## Records supplied
/---
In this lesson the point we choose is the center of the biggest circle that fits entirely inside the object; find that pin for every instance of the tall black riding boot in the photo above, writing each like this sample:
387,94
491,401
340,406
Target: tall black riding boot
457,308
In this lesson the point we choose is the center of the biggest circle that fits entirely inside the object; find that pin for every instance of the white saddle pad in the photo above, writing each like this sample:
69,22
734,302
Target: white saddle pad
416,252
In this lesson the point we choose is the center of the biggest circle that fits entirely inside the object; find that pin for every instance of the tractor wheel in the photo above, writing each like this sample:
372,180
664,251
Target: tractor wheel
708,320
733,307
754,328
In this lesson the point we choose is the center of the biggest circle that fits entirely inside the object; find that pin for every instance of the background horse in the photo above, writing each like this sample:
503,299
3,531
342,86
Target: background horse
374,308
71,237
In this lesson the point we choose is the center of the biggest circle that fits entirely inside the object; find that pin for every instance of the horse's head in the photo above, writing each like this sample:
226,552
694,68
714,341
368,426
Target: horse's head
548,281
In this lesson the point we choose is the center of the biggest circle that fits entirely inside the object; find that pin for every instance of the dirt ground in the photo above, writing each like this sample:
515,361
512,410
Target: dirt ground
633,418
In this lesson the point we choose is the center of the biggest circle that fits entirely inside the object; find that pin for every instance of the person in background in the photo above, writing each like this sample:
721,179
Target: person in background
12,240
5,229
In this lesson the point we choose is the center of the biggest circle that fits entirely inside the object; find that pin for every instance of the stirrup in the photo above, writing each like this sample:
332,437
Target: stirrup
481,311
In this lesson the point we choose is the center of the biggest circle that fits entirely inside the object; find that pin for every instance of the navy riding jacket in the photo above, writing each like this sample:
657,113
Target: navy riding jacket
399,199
\---
Arrange the lines above as a JSON list of strings, one string per line, leaving out any blank lines.

[
  "In this lesson the point we choose is the center of the biggest circle that fits entirely inside the object; find that pin for every instance of the tall black riding boot in the photo above, writing each like this sample:",
  "387,94",
  "491,401",
  "340,406",
  "Target: tall black riding boot",
  "457,308",
  "In this lesson the point we choose is the center of the biggest circle that fits entirely inside the object; find that pin for every instance of the white saddle pad in the photo above, writing each like this sample:",
  "69,22",
  "734,302",
  "Target: white saddle pad",
  "416,252",
  "In this lesson the point we choose is the center of the biggest circle that fits entirely inside the object; find that pin for every instance of the tractor wheel in the photo above, writing each like this sample:",
  "372,180",
  "664,251",
  "Target: tractor wheel",
  "708,320",
  "733,307",
  "754,328",
  "In this lesson the point we choose is the center of the biggest circle that fits entirely inside the object; find that pin for every instance of the background horse in the photo above, writing each like this sample:",
  "503,299",
  "3,531",
  "342,86",
  "Target: background horse",
  "374,308",
  "71,237",
  "In this lesson the point we choose is the center of the biggest circle that fits entirely inside the object; find that pin for every instance of the horse's head in the photo above, writing each like this sample:",
  "226,552",
  "694,68",
  "714,341",
  "368,426",
  "Target: horse's head",
  "548,281",
  "In this lesson the point we choose is the center of the biggest circle that fits entirely inside the object; find that pin for every instance of the dirt ground in the photo above, writing each like this sample:",
  "515,361",
  "512,410",
  "Target: dirt ground",
  "633,418",
  "In this lesson the point we choose is the center of the biggest circle that fits entirely inside the object; find that pin for every instance of the person in background in the photo above, writing each like this sample:",
  "721,179",
  "Target: person in background",
  "12,240",
  "5,229",
  "In this lesson the point we choose is the center of the biggest circle that fits entirely inside the object; find that pin for every instance of the stirrup in the photo above, writing each like this sample:",
  "332,437",
  "Target: stirrup",
  "481,311",
  "In this lesson the point we choose is the center of the biggest circle that fits entirely inside the object; find that pin for every instance of the navy riding jacket in the photo above, writing each like this sample:",
  "657,113",
  "Target: navy riding jacket",
  "399,199"
]